**Text segment**
Great AI products shouldn't require a services team to set up—if you can’t learn it yourself in 10 minutes, the product is failing you.
Every software company is building AI into their product. As we embark on the Rippit journey, something we have spent a lot of time thinking about over the last 2-3 years is: what are the attributes of great products?
In the technology industry, there has been a lot of talk about Forward-Deployed Engineers (FDE). These are people who work with the customers to customize the product to a customer's needs.
What they are primarily doing is building prompts for LLMs on behalf of customers.
This sounds like a great deal for the customer, and it often leads to customers giving their business to the company that offers more services and help.
Our pre-Rippit experience suggests that this is a death trap for the company and customer within 24-36 months.
When a software company is small, early customers get the best employees as Forward-Deployed Engineers, and because the company is desperate for early customers, they also under-charge for the human resources they provide. Both of these things have to change for the software company to succeed over time.
The average customer loses the best FDE involved in their success. The average customer has to pay more for people resources.
Because the company has committed to a strategy where humans fill in product gaps, the product gets harder and harder to use over time.
What ends up happening is only the most important customers have good customer experiences.
I’ve lived this. I don’t think you can offer the FDE model to deliver a high quality customer experience unless the customer is paying $500,000/Year (±$250,000). It’s very hard to hire enough high-quality Forward-Deployed Engineers to match your growing customer count.
This is why I think Great AI Products have to be easy enough to use that a customer could learn them on their own. It is the most important criterion when judging a Great AI Product.
That’s why we’ve committed to this strategy at Rippit — we’re not where we want to be yet, but we are making progress.
This also seems to be the defining attribute of the best software products we use internally, like Figma, ChatGPT, Claude, Ramp, Cursor, Snowflake, AWS, and more.

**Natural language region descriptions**
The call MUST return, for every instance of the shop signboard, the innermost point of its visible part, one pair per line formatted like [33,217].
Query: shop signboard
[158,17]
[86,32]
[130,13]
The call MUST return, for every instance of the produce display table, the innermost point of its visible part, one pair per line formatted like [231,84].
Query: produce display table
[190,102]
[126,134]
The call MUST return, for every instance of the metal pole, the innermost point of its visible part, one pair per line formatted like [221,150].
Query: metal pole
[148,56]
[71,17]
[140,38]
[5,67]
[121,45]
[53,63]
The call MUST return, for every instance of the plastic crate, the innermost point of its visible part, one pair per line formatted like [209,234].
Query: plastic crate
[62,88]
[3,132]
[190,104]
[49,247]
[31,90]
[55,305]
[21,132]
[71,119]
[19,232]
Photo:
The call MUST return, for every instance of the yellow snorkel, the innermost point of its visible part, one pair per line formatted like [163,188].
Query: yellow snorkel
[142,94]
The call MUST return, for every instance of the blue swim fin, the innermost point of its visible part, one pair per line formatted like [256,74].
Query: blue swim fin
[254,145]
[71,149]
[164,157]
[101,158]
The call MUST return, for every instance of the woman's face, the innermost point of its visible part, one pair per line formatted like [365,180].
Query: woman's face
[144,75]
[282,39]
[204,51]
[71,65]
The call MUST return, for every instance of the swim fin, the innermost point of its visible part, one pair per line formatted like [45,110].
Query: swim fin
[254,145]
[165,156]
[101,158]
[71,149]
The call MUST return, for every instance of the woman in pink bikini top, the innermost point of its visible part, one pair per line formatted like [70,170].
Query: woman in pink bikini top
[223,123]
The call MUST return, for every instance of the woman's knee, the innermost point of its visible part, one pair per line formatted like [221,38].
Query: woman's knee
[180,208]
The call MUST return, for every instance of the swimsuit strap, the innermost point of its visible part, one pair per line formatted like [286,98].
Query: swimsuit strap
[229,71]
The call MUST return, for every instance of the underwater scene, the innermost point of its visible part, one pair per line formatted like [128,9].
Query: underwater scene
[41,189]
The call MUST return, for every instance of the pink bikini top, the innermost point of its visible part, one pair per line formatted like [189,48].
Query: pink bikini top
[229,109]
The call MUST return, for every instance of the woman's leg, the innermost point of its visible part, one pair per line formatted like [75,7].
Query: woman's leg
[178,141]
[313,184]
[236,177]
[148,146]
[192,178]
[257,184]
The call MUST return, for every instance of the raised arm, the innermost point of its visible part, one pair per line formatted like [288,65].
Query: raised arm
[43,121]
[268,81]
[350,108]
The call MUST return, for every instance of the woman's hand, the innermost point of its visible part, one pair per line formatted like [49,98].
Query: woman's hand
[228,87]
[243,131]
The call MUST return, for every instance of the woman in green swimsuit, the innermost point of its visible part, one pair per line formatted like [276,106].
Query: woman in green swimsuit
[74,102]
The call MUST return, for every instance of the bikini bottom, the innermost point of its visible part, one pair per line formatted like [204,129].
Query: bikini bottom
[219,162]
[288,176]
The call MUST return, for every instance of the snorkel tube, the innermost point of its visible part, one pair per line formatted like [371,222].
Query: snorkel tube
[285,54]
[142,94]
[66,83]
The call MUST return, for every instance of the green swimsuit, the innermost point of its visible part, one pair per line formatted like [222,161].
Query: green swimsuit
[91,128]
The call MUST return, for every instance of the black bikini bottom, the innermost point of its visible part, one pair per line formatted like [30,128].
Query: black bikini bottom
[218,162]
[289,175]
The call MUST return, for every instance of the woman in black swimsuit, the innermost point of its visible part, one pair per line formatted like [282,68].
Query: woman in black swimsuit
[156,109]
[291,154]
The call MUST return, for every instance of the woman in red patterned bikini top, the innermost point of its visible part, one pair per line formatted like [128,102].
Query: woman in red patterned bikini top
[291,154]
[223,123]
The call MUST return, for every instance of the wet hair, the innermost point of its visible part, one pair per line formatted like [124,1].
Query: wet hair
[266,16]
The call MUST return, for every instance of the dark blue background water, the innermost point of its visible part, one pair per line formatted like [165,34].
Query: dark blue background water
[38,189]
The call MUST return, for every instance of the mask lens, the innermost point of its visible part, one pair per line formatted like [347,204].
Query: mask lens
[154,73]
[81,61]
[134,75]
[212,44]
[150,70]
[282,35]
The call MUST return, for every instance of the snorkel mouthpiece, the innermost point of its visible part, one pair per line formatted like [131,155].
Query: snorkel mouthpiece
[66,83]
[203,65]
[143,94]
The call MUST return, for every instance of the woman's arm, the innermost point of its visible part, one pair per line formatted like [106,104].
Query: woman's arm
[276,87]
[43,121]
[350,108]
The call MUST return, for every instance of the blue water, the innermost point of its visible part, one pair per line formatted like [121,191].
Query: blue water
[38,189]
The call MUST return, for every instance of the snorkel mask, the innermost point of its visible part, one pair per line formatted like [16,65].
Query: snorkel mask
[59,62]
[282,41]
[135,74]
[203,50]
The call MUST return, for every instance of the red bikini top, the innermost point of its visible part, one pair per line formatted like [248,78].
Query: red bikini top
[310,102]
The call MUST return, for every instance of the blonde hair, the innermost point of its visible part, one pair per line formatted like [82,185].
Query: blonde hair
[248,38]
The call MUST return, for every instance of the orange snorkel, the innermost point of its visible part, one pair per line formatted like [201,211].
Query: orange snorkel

**Tasks for this exercise**
1. According to the essay about AI products, what are Forward-Deployed Engineers primarily doing?
2. Write out the part of the essay about AI products between "The average customer loses" and "Great AI Product.", inclusive.
This data has no connection to the essay about AI products.

**Solved tasks**
1. Building prompts for LLMs on behalf of customers.

2.
The average customer loses the best FDE involved in their success. The average customer has to pay more for people resources.
Because the company has committed to a strategy where humans fill in product gaps, the product gets harder and harder to use over time.
What ends up happening is only the most important customers have good customer experiences.
I’ve lived this. I don’t think you can offer the FDE model to deliver a high quality customer experience unless the customer is paying $500,000/Year (±$250,000). It’s very hard to hire enough high-quality Forward-Deployed Engineers to match your growing customer count.
This is why I think Great AI Products have to be easy enough to use that a customer could learn them on their own. It is the most important criterion when judging a Great AI Product.